◆ AIM OF THE EXERCISE: Could you restate every entry word for word, minus the pictures?

◆ SOURCE RECORDS:
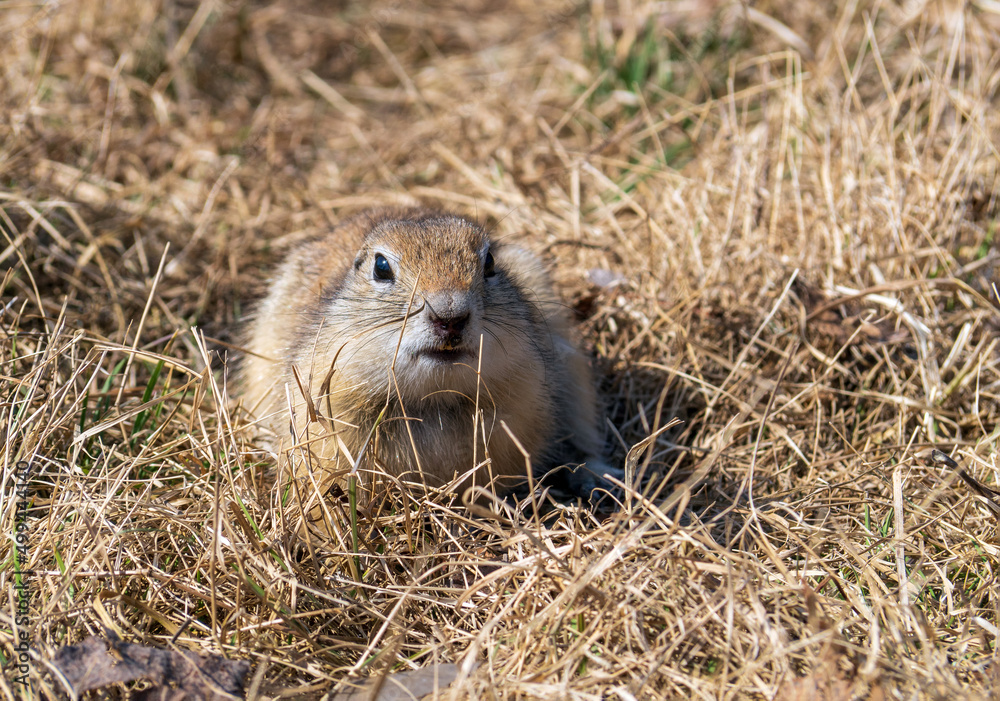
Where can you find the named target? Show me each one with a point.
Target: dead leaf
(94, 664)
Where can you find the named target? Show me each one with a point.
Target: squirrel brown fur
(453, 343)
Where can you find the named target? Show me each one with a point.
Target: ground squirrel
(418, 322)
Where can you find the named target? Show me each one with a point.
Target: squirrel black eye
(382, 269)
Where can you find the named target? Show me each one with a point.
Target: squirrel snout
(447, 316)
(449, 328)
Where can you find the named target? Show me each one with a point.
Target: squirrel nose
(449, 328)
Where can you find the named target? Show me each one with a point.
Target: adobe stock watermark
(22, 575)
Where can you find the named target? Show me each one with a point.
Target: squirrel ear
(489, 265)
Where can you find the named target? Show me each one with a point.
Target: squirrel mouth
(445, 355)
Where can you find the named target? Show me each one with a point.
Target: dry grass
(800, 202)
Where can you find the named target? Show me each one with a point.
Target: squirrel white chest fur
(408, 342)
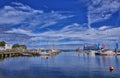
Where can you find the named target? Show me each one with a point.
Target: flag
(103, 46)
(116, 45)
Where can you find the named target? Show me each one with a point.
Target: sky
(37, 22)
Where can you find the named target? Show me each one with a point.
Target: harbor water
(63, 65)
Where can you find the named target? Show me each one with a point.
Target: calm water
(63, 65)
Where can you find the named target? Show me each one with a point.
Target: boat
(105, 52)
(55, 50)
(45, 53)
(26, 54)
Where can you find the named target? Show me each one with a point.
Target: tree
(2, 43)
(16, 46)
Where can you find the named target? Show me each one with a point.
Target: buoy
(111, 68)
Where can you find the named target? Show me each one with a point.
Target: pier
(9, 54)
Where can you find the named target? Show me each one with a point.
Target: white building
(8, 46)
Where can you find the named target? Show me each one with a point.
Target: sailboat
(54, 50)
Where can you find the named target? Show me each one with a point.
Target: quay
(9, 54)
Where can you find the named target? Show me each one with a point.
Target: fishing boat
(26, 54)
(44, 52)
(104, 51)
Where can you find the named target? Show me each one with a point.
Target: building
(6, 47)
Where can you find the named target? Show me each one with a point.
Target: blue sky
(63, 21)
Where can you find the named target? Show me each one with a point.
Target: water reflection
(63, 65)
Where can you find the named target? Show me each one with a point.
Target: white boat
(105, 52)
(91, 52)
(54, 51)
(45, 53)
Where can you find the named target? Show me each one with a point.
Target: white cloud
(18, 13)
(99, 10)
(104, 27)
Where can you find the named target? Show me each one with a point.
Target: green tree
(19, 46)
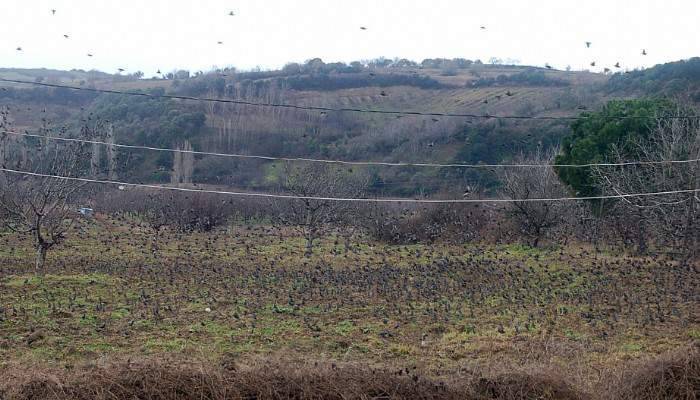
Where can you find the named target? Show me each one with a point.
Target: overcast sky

◆ EXERCISE OUTPUT:
Where can you find the named target? Show me each one with a point.
Target: dead leaf
(94, 664)
Where can you find the named target? Show me each one with a point.
Target: squirrel brown fur
(453, 343)
Where can you find the named target? Show me each one with a point.
Target: ground squirrel
(418, 322)
Where can you find the named target? Show me each one with a point.
Target: squirrel black eye
(382, 269)
Where can you find the named target? Show me each one with a point.
Target: squirrel snout
(447, 316)
(449, 328)
Where can you find the named target? Show me each one with a point.
Target: squirrel nose
(449, 328)
Where can you find the named target? Show me each one with a point.
Target: adobe stock watermark
(22, 575)
Where can you find the named target? Show me each one with a point.
Target: squirrel ear
(489, 265)
Where can you find the named target? Show me each one with a point.
Target: squirrel mouth
(445, 355)
Where can you find the named target? Show me each one with a point.
Target: dry grass
(800, 202)
Where can you find the named target? Show me each one with a point.
Target: squirrel white chest fur
(408, 342)
Where can you find the named target? Show me each one with a point.
Target: flag
(103, 46)
(116, 45)
Where can you find the named target? Show me each one with a point.
Target: sky
(37, 22)
Where can you find the named target? Show me each one with a point.
Target: harbor water
(63, 65)
Where can you find the named target? Show me each one with a point.
Target: calm water
(63, 65)
Where can you find the named target? Show me each one with a point.
Target: boat
(105, 52)
(55, 50)
(45, 53)
(26, 54)
Where can you find the named target? Show me each one with a point.
Target: tree
(2, 43)
(16, 46)
Where can you find the named target? Show me each one with a point.
Target: buoy
(111, 68)
Where can you find the named target? Show me each one with a point.
Target: pier
(9, 54)
Where can you find the named target? Show me each one with a point.
Target: white building
(8, 46)
Where can you find the named target? Show me each one with a point.
Target: sailboat
(54, 50)
Where can you find the named target? Show me each one with a point.
Target: quay
(9, 54)
Where can you find the named target? Show me each one with a point.
Target: fishing boat
(26, 54)
(44, 52)
(104, 51)
Where can you find the named target? Show me each one with a point.
Target: building
(6, 47)
Where can you find the named target? Show me each one with a point.
Target: blue sky
(63, 21)
Where can you find the named target? Show me each one with a point.
Target: water reflection
(63, 65)
Where can you find the named target? Show me each one with a point.
Target: white boat
(105, 52)
(91, 52)
(54, 51)
(45, 53)
Where can you find the named target? Show me each one with a point.
Target: white cloud
(18, 13)
(99, 10)
(104, 27)
Where can you find the named target? Show me each one with a point.
Target: green tree
(19, 46)
Where can you find the named target? Show me each one with a point.
Target: overcast sky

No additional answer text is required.